>> start Given records

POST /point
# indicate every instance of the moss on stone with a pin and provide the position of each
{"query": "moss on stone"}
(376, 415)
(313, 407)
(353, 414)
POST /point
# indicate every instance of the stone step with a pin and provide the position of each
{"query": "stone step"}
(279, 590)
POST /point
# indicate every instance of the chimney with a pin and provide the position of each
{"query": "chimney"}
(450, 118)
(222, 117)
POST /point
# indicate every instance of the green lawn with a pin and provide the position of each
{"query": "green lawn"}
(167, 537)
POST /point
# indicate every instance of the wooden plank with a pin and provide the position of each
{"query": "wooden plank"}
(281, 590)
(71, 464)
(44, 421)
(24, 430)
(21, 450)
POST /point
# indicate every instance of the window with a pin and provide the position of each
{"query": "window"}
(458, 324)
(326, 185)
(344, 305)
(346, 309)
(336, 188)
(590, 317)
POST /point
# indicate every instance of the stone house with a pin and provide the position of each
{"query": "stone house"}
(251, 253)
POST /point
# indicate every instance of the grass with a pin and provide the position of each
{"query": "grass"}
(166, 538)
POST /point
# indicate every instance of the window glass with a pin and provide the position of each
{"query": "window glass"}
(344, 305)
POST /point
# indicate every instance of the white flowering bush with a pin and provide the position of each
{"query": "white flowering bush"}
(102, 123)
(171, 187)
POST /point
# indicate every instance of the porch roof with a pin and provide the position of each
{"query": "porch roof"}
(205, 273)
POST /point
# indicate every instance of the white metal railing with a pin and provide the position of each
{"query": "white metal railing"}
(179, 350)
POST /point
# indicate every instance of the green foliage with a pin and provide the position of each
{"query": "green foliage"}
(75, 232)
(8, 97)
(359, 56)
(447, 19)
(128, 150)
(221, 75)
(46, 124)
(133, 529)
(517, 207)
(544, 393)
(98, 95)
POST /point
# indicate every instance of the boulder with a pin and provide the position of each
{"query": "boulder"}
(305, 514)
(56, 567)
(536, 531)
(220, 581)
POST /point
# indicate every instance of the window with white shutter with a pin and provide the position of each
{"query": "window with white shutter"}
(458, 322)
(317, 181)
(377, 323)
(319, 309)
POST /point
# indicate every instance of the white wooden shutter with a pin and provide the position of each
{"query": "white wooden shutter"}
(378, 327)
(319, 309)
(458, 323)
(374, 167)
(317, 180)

>> end Given records

**Requirement:** Extract each entry in full and write it down exactly.

**Full response:**
POST /point
# indicate every instance of the moss on stone with a pin and provide the position of each
{"query": "moss on stone"}
(376, 415)
(313, 407)
(353, 414)
POST /point
# indicate every instance of the stone step with a pin and provide the position of each
{"query": "stone step"}
(279, 590)
POST /point
# indicate every instance of the chimney with a pin and provide the position of each
{"query": "chimney"}
(450, 118)
(222, 117)
POST /point
# indicate every instance of the green lawn with a pin and provide the position of each
{"query": "green lawn"}
(167, 537)
POST /point
# indicate every instance of the wooden plank with a pin and provide the position of each
{"query": "wooden plank"}
(281, 590)
(71, 464)
(44, 421)
(24, 430)
(21, 450)
POST /point
# indicate every instance of the window with a pin and provide the position of each
{"query": "window"}
(458, 324)
(326, 185)
(344, 305)
(346, 309)
(336, 188)
(590, 317)
POST /point
# indicate every instance of the stone house with a pin and provide the position of each
{"query": "stone house"}
(251, 253)
POST /point
# indicate every instance of the grass with a pin and provide the position of each
{"query": "grass"}
(166, 538)
POST /point
# indicate every instance of the window glass with a pin and provide the position of each
{"query": "window glass"}
(344, 305)
POST /point
# indicate every instance of the white flowering bush with a pin and provide the position of each
{"query": "white flowering bush"}
(102, 123)
(171, 187)
POST /point
# indicate every instance of the porch roof with a pin and provide the position of each
{"query": "porch roof"}
(205, 273)
POST /point
# indicate every instance of the white metal railing with a pin and provide the position of each
{"query": "white metal railing"}
(179, 350)
POST /point
# indicate every instance of the green foliage with a pin and provide the position of each
{"query": "green foliage"}
(75, 232)
(8, 97)
(359, 56)
(447, 19)
(128, 150)
(221, 75)
(46, 124)
(133, 529)
(517, 207)
(544, 393)
(98, 95)
POST /point
# indicate every instance of the boulder with a pin and provide the position of each
{"query": "boulder"}
(305, 514)
(56, 567)
(536, 531)
(220, 581)
POST /point
# indicate every instance of the window with white shutter with a pin and provide the position of each
{"query": "window with white shutter"}
(458, 322)
(317, 181)
(377, 323)
(319, 309)
POST /point
# indicate every instance of the white wooden shutter with a pin and provide the position of each
{"query": "white wooden shutter"}
(378, 327)
(319, 309)
(458, 323)
(374, 167)
(317, 180)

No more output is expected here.